> TEXT EXCERPT:
In addition, the pharmaceutical companies claim that it now costs $1 billion to research, develop, and bring to market a cancer drug. Dr Kantarjian suggested that this is not the case, saying that the revised estimate is that the actual cost is 5% to 20% of that cost estimate, which amounts to $60 million to $170 million.

High Costs Affect Patient Outcomes
The end result, Dr Kantarjian noted, is the financial harm to patients—high rate of personal bankruptcies, and emotional and socioeconomic adverse effects on patients and their families. Overall, 10% of patients with cancer do not take their medications, and 20% are poorly adherent. This adversely affects survival rates, he said.

In CML, for example, the 10-year relative survival rate in Sweden is 80% compared with a 5-year survival rate of only 60% in patients with CML in the United States, based on SEER data. Despite this disparity in survival, patients in the United States have a 30% higher cost of treatment.

Patients have “skin in the game,” Dr Kantarjian said. The key question, he added, “is what our patients can afford.” When it comes to cancer drugs, out-of-pocket (OOP) costs are not affordable for many patients.

In part, the reason that US patients pay more is the vast number of lobbyists for the pharmaceutical industry, said Dr Kantarjian. The lack of patient advocates keeps drug prices high in the United States, he argued. “Even elected officials appear to represent interest groups,” he said. “Only patients are patient advocates.” It will take a patient-based grassroots movement to reverse the tide.

Market Forces Drive Drug Costs
Alex W. Bastian, MBA, of GfK Market Access, San Francisco, argued that practical market forces drive drug cost, as with other commodities. The high cost is an “unintended consequence” of continued investment in drug research by the private market.

“What is the US getting for these higher prices? Broader access to new medicines than other countries have,” Mr Bastian said.

He noted that spending on cancer treatment accounts for approximately 6% of all healthcare spending, which is lower in the United States than in Europe. Rising costs are a global phenomenon, and rising healthcare spending is not an isolated US phenomenon.

[Data excerpts]
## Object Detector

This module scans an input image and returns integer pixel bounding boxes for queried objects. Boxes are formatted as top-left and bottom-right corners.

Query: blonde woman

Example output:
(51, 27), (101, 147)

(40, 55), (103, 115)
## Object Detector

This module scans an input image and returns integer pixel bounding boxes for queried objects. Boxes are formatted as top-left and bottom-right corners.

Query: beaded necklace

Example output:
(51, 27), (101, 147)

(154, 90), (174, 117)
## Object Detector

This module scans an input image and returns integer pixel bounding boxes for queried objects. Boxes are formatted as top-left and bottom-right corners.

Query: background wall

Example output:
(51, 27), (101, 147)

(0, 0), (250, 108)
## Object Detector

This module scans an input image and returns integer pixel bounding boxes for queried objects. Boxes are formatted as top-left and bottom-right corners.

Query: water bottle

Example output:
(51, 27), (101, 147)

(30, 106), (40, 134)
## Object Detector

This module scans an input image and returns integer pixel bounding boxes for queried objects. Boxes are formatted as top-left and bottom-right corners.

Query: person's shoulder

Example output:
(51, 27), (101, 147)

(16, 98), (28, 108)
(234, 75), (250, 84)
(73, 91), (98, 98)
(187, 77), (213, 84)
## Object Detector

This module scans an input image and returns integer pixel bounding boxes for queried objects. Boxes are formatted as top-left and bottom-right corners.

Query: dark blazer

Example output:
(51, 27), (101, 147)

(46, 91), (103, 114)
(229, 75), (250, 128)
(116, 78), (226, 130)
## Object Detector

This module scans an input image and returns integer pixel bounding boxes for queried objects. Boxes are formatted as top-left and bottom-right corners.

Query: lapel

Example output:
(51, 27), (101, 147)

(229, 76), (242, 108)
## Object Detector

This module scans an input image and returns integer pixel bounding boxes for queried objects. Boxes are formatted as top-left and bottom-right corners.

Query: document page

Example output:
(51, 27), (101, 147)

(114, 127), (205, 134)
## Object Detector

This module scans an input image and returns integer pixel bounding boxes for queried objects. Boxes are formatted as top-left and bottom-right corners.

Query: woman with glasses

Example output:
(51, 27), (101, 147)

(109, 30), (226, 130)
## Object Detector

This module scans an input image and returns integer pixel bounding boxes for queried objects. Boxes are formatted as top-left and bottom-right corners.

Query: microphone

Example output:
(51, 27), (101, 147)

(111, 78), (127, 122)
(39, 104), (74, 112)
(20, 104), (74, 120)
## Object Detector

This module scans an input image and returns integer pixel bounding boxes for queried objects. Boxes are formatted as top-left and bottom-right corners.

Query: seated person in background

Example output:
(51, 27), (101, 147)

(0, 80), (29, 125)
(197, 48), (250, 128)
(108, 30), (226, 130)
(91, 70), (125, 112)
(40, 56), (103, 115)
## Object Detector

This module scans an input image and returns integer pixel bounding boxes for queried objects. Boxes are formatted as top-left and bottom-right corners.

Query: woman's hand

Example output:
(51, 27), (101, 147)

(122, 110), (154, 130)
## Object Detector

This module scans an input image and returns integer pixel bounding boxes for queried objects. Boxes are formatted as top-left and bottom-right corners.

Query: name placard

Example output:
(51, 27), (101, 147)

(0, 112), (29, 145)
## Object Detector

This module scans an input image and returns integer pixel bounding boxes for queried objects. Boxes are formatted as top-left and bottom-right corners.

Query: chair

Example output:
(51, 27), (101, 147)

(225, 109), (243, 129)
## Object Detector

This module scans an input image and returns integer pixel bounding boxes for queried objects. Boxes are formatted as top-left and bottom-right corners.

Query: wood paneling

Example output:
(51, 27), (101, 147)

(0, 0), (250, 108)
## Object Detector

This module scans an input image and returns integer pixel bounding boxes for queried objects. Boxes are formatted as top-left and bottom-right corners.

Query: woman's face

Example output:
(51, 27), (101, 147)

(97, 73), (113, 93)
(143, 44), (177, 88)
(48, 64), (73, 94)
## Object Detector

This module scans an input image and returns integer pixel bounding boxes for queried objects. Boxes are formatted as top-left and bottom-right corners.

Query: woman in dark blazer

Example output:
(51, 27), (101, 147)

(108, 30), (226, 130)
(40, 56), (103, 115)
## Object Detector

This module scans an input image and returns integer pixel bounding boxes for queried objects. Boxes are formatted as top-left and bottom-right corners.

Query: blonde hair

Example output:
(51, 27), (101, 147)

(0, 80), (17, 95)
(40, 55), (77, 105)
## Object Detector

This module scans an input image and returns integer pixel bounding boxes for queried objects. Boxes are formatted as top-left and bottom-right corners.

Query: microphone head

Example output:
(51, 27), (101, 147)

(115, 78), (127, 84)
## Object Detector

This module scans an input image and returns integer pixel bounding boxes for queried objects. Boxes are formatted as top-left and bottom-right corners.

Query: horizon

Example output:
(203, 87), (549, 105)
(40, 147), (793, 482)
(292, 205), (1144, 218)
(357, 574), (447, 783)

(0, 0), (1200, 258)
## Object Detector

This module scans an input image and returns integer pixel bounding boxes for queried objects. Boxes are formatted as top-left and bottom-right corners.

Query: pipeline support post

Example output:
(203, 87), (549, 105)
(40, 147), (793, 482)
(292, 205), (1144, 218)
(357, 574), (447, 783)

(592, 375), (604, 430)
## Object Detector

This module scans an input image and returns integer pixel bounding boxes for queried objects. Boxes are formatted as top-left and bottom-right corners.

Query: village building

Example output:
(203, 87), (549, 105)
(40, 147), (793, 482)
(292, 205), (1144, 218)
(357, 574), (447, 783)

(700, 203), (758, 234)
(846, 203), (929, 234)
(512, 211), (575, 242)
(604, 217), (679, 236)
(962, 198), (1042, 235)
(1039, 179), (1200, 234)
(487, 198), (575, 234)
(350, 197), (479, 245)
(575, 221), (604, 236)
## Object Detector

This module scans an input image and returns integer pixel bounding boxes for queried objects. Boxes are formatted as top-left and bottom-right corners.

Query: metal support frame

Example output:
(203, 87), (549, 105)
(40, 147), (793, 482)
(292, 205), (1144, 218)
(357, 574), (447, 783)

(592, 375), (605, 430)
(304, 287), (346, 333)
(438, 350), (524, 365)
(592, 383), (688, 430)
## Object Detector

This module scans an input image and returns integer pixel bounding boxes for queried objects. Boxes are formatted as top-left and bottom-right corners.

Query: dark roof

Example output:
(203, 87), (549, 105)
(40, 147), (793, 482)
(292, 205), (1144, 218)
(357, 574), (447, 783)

> WHAT YOU WILL DO:
A. Answer from the passage on cancer drug costs:
(i) According to Dr Kantarjian, what percentage of patients with cancer do not take their medications?
(ii) What dollar range does the revised estimate of the cost to bring a cancer drug to market amount to?
(iii) According to Mr Bastian, about what share of all healthcare spending goes to cancer treatment?
B. Proceed with the passage on cancer drug costs, writing on from its last sentence.
The data can be set aside.

> ANSWERS PROVIDED:
A.
(i) 10%
(ii) $60 million to $170 million
(iii) Approximately 6%

B.
Between 1998 and 2014, a total of 249 hematologic cancer drugs were unsuccessful, which creates a huge burden on pharmaceutical companies.

“The market may fix itself; it always has….Natural mechanisms provide balance to the system, and one of these is loss of exclusivity” (ie, patent expirations), he added.

Dr Kantarjian countered that a drug purchase by a patient is not a business transaction. “We are talking about a population who did everything right, including buying insurance, and now they are dying and are humiliated,” he said.
According to Mr Bastian, drug pricing reflects American-style capitalism. “Alternative pricing models are very difficult to implement.”

Greater Transparency Can Improve Outcomes
The cost of paying for cancer impacts the efficacy of treatment, agreed S. Yousuf Zafar, MD, MHS, Assistant Professor, Division of Medical Oncology, Duke Cancer Institute, Durham, NC. High patient cost burden is associated with a 70% higher likelihood of nonadherence to treatment.

Improving transparency may be one way to empower patients and improve outcomes, said Dr Zafar. He described his prospective study in which equipping patients with understandable information on the burden of costs of cancer care reduced OOP costs in 57% of cases, without requiring a change in the treatment regimen.

Responding to the suggestion that prices must be high to fuel progress and innovation in drug development, he said, “Making progress in the long run is not a reason for prices to be at the profiteering level.”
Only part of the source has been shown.